Attività richieste -
- 1) Risponda alle seguenti domande sul brano citato:
(a) Da quale libro di Carlo Formenti è tratto?
(b) Quali due formazioni politiche spagnole vi sono menzionate?
(c) In quali paesi si collocano le rivoluzioni bolivariane che esso ricorda?
- 2) Stabilisca se le seguenti affermazioni concordano con il brano citato. Per ciascuna risponda sì o no e riporti tra virgolette le parole del brano che lo dimostrano.
(a) Il populismo dispone di testi fondativi paragonabili a quelli di Marx.
(b) I populismi russo e americano di fine Ottocento-primo Novecento avevano radici di classe contadine.
(c) Il popolo che i populisti intendono rappresentare è un'entità naturale preesistente al loro discorso politico.

Un
pezzo magistrale di Carlo Formenti (tratto dal suo libro “Il
socialismo è morto, viva il socialismo” e pubblicato dal sito
‘Sollevazione’) sulle differenze esistenti tra il nazionalismo
classico “di destra” e quello, forse meno noto, “di sinistra”.
Da
buon marxista, Formenti è eccezionale nella sua analisi
storico-politica (che – in quanto elitista – condivido) ed
inevitabilmente ingenuo nella parte propositiva. Ma non si può avere
tutto.
Il
post, molto lungo, è stato diviso in 4 parti per comodità di
lettura.
LUMEN
<<
1 - Il ‘populismo’ non è un’ideologia: in primo luogo perché
non esistono testi “fondativi” (paragonabili a quelli di Marx per
la sinistra) in grado di attribuire forma coerente e unitaria al
discorso populista, poi perché quest’ultimo non è associato a
contenuti programmatici univoci.
Di
più: il fenomeno ha assunto nel tempo forme diversissime, dai
populismi russo e americano di fine Ottocento-primo Novecento
(entrambi caratterizzati da radici di classe contadine, ma diversi
sul piano ideologico) ai populismi latinoamericani di ieri (Peron,
Vargas e altri) e oggi (le rivoluzioni bolivariane in Bolivia,
Ecuador e Venezuela) con prevalenti connotati nazionalisti i primi,
orientati al socialismo i secondi, per finire con i populismi
contemporanei di destra e sinistra negli Stati Uniti (Trump vs
Sanders) e in Europa (Le Pen vs Mélenchon in Francia, Podemos vs
Ciudadanos in Spagna).
Esistono
tuttavia elementi comuni, a partire dallo stile comunicativo. Mi
riferisco, in particolare, all’uso di un linguaggio semplificato e
diretto, marcato da un elevato contenuto emotivo (ciò che si dice
parlare alla “pancia” delle persone) e teso a istituire
opposizioni bipolari (noi/loro, popolo/élite, alto/basso ecc.). Per
i populisti è inoltre fondamentale raccontarsi come una forza
politica del tutto nuova, evitando di ricorrere a parole, idee e
categorie proprie dei partiti tradizionali (di destra come di
sinistra) e tentando invece di promuovere nuovi significanti in grado
di creare un inedito senso comune (…).
2
- Il popolo che i populisti aspirano a rappresentare non è un’entità
“naturale”, preesistente all’insorgenza del loro discorso
politico (a differenza del popolo evocato dal nazi-fascismo, che
rinvia a radici comuni di tipo etnico, razziale, antropologico,
storico-culturale ecc.). Si tratta al contrario d’una costruzione
politica resa possibile dalla crisi catastrofica di un sistema di
potere consolidato. Il “momento populista” sorge quando una
determinata formazione egemonica (come il sistema
liberal-democratico) non è più in grado di far fronte alla
proliferazione di domande sociali che restano insoddisfatte.

Dati forniti -
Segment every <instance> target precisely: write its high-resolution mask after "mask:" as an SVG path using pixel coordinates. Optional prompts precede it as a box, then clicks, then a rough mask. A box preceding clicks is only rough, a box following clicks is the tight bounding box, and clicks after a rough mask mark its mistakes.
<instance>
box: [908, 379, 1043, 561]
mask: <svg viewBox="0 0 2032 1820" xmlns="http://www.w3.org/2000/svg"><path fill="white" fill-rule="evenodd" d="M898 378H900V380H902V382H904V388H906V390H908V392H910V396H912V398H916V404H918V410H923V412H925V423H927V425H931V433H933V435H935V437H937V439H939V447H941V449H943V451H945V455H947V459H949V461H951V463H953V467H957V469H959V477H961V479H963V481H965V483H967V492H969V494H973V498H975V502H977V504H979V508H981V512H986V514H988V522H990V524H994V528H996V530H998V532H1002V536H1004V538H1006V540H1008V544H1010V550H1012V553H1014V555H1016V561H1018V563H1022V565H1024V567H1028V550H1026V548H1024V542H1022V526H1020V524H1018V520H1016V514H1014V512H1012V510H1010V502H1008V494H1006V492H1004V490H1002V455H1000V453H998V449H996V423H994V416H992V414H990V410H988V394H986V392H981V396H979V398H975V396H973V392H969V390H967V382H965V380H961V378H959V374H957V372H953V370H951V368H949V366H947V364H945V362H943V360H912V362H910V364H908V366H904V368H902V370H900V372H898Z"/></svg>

Risultati ottenuti -
- 1)
(a) "Il socialismo è morto, viva il socialismo".
(b) Podemos e Ciudadanos.
(c) Bolivia, Ecuador e Venezuela.

- 2)
(a) No: "non esistono testi “fondativi” (paragonabili a quelli di Marx per la sinistra)".
(b) Sì: "entrambi caratterizzati da radici di classe contadine".
(c) No: "Il popolo che i populisti aspirano a rappresentare non è un’entità “naturale”".